Page text:

/---

ImmunoChemoradiation for Non-Small Cell Lung Cancer: A Meta-Analysis of Factors Influencing Survival Benefit in Combination Trials

Int J Radiat Oncol Biol Phys. 2024 Apr 2:S0360-3016(24)00449-8. doi: 10.1016/j.ijrobp.2024.03.029. Online ahead of print.

Abstract

Purpose: Adding immune checkpoint blockade (ICB) to concurrent chemoradiotherapy (cCRT) has improved overall survival (OS) for inoperable locally advanced non-small cell lung cancer. Trials of cCRT-ICB are heterogeneous for factors such as tumor stage and histology, programmed cell death ligand-1 (PDL-1) status, and cCRT-ICB schedules. We therefore aimed to determine the ICB contribution to survival across studies and identify factors associated with survival gain.

Methods and materials: Data were collated from cCRT-ICB clinical studies published 2018 to 2022 that treated 2196 patients with non-small cell lung cancer (99% stage 3). Associations between 2-year OS and ICB, CRT, patient and tumor factors were investigated using metaregression. A published model of survival after radiation therapy (RT) or CRT was extended to include ICB effects. The model was fitted simultaneously to the cCRT-ICB data and data previously compiled for RT/CRT treatments alone. The net ICB contribution (OS gain) and its associations with factors were described by fitted values of ICB terms added to the model. Statistical significance was determined by likelihood-ratio testing.

Results: The gain in 2-year OS from ICB was 9.9% overall (95% CI, 7.6%, 12.2%; P = .018). Both OS gain and 2-year OS itself rose with increasing planned ICB duration (P = .008, .002, respectively) and with tumor PDL-1 ≥ 1% (P = .034, .023). Fitted OS gains were also greater for patients with stage 3B/C disease (P = .021). OS gain was not associated with tumor histology, patient performance status, radiation therapy dose, ICB drug type (anti-PDL-1 vs anti-programmed cell death-1), or whether ICB began concurrently with or after cCRT.

Conclusions: Fitted gains in 2-year OS due to ICB were higher in cohorts with greater fractions of stage 3B/C patients and patients with tumor PDL-1 ≥ 1%. OS gain was also significantly higher in a single cohort with a planned ICB duration of 2 years rather than 1, but was not associated with whether ICB treatment began during versus after CRT.

\---

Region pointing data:
/---

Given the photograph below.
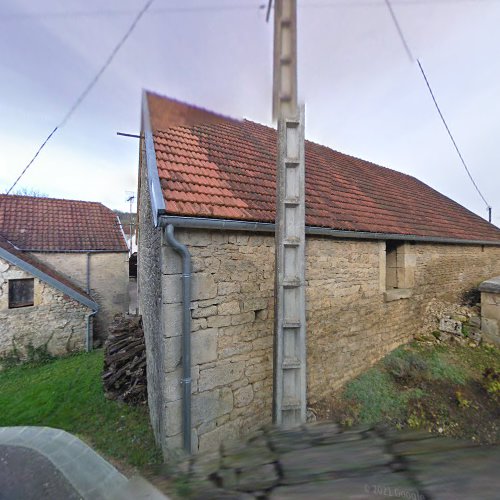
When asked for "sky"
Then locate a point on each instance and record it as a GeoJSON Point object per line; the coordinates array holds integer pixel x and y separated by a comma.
{"type": "Point", "coordinates": [362, 93]}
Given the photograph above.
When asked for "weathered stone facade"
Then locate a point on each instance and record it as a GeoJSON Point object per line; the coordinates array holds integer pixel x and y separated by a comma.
{"type": "Point", "coordinates": [149, 291]}
{"type": "Point", "coordinates": [352, 320]}
{"type": "Point", "coordinates": [490, 309]}
{"type": "Point", "coordinates": [55, 321]}
{"type": "Point", "coordinates": [108, 276]}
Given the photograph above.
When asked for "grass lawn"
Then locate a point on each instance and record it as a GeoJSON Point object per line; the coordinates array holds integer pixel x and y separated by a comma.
{"type": "Point", "coordinates": [67, 394]}
{"type": "Point", "coordinates": [439, 388]}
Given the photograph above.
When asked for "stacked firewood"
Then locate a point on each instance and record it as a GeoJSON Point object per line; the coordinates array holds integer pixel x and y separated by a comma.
{"type": "Point", "coordinates": [124, 375]}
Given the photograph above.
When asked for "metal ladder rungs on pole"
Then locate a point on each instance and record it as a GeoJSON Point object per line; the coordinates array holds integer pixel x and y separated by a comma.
{"type": "Point", "coordinates": [290, 350]}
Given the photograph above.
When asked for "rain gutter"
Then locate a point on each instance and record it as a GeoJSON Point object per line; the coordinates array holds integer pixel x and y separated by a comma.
{"type": "Point", "coordinates": [157, 201]}
{"type": "Point", "coordinates": [48, 279]}
{"type": "Point", "coordinates": [269, 227]}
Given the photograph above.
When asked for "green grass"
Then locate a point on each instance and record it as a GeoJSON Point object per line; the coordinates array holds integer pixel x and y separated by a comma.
{"type": "Point", "coordinates": [67, 394]}
{"type": "Point", "coordinates": [439, 388]}
{"type": "Point", "coordinates": [378, 396]}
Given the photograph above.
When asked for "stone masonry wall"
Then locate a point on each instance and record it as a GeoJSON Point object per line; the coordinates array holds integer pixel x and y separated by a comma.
{"type": "Point", "coordinates": [108, 281]}
{"type": "Point", "coordinates": [55, 320]}
{"type": "Point", "coordinates": [232, 311]}
{"type": "Point", "coordinates": [149, 295]}
{"type": "Point", "coordinates": [350, 325]}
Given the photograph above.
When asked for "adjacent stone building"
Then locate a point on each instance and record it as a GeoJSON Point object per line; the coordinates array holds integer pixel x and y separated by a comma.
{"type": "Point", "coordinates": [40, 308]}
{"type": "Point", "coordinates": [79, 240]}
{"type": "Point", "coordinates": [382, 248]}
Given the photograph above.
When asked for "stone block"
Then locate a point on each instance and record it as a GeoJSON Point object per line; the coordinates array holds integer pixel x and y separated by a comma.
{"type": "Point", "coordinates": [227, 308]}
{"type": "Point", "coordinates": [254, 304]}
{"type": "Point", "coordinates": [173, 418]}
{"type": "Point", "coordinates": [171, 262]}
{"type": "Point", "coordinates": [172, 319]}
{"type": "Point", "coordinates": [221, 375]}
{"type": "Point", "coordinates": [241, 319]}
{"type": "Point", "coordinates": [204, 312]}
{"type": "Point", "coordinates": [210, 405]}
{"type": "Point", "coordinates": [172, 386]}
{"type": "Point", "coordinates": [203, 286]}
{"type": "Point", "coordinates": [172, 288]}
{"type": "Point", "coordinates": [243, 396]}
{"type": "Point", "coordinates": [450, 325]}
{"type": "Point", "coordinates": [218, 321]}
{"type": "Point", "coordinates": [204, 346]}
{"type": "Point", "coordinates": [228, 287]}
{"type": "Point", "coordinates": [226, 433]}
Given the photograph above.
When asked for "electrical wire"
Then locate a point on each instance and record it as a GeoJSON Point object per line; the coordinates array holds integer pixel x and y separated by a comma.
{"type": "Point", "coordinates": [450, 134]}
{"type": "Point", "coordinates": [410, 56]}
{"type": "Point", "coordinates": [87, 89]}
{"type": "Point", "coordinates": [400, 31]}
{"type": "Point", "coordinates": [219, 8]}
{"type": "Point", "coordinates": [117, 12]}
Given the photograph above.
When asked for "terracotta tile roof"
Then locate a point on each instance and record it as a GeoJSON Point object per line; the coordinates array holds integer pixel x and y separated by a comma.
{"type": "Point", "coordinates": [228, 170]}
{"type": "Point", "coordinates": [33, 261]}
{"type": "Point", "coordinates": [49, 225]}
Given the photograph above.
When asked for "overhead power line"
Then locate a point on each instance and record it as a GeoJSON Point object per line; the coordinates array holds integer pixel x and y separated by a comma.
{"type": "Point", "coordinates": [87, 89]}
{"type": "Point", "coordinates": [450, 134]}
{"type": "Point", "coordinates": [410, 56]}
{"type": "Point", "coordinates": [400, 31]}
{"type": "Point", "coordinates": [123, 12]}
{"type": "Point", "coordinates": [215, 8]}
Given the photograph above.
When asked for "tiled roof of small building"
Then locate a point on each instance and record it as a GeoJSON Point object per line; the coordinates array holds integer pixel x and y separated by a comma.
{"type": "Point", "coordinates": [53, 225]}
{"type": "Point", "coordinates": [48, 271]}
{"type": "Point", "coordinates": [227, 169]}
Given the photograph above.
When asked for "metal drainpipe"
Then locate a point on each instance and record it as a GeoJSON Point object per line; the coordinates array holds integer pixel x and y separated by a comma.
{"type": "Point", "coordinates": [183, 251]}
{"type": "Point", "coordinates": [88, 273]}
{"type": "Point", "coordinates": [89, 340]}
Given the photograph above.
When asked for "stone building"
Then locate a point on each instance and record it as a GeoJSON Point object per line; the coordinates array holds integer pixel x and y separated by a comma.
{"type": "Point", "coordinates": [381, 248]}
{"type": "Point", "coordinates": [79, 240]}
{"type": "Point", "coordinates": [40, 308]}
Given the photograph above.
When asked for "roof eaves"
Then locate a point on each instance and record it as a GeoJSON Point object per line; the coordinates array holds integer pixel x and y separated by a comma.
{"type": "Point", "coordinates": [270, 227]}
{"type": "Point", "coordinates": [156, 194]}
{"type": "Point", "coordinates": [29, 268]}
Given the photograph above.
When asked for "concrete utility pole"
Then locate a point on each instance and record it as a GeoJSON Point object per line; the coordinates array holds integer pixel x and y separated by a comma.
{"type": "Point", "coordinates": [289, 399]}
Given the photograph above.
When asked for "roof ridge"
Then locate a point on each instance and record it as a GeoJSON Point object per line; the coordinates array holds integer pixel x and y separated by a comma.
{"type": "Point", "coordinates": [22, 196]}
{"type": "Point", "coordinates": [229, 172]}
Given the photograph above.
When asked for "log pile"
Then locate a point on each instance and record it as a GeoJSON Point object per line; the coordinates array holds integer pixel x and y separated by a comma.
{"type": "Point", "coordinates": [124, 376]}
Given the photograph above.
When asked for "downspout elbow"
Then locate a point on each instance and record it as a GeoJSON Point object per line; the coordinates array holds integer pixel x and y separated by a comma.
{"type": "Point", "coordinates": [183, 251]}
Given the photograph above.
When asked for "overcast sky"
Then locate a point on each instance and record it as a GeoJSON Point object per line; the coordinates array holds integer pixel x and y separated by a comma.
{"type": "Point", "coordinates": [363, 95]}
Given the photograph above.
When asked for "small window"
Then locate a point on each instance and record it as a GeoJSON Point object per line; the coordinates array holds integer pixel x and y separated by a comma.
{"type": "Point", "coordinates": [21, 293]}
{"type": "Point", "coordinates": [394, 265]}
{"type": "Point", "coordinates": [400, 265]}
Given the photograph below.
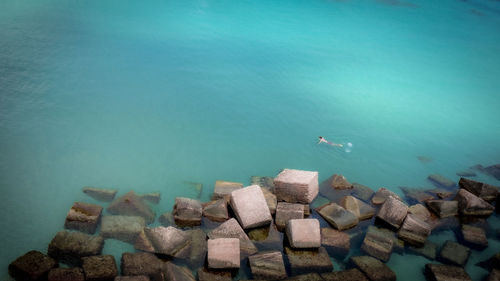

\---

Task instructions:
1. Reproduce everything in the lung cancer abstract from "ImmunoChemoradiation for Non-Small" down to "ahead of print.".
2. According to the lung cancer abstract, how many patients were treated in the cCRT-ICB studies whose data were collated?

List of answers:
1.
ImmunoChemoradiation for Non-Small Cell Lung Cancer: A Meta-Analysis of Factors Influencing Survival Benefit in Combination Trials

Int J Radiat Oncol Biol Phys. 2024 Apr 2:S0360-3016(24)00449-8. doi: 10.1016/j.ijrobp.2024.03.029. Online ahead of print.

2. 2196 patients.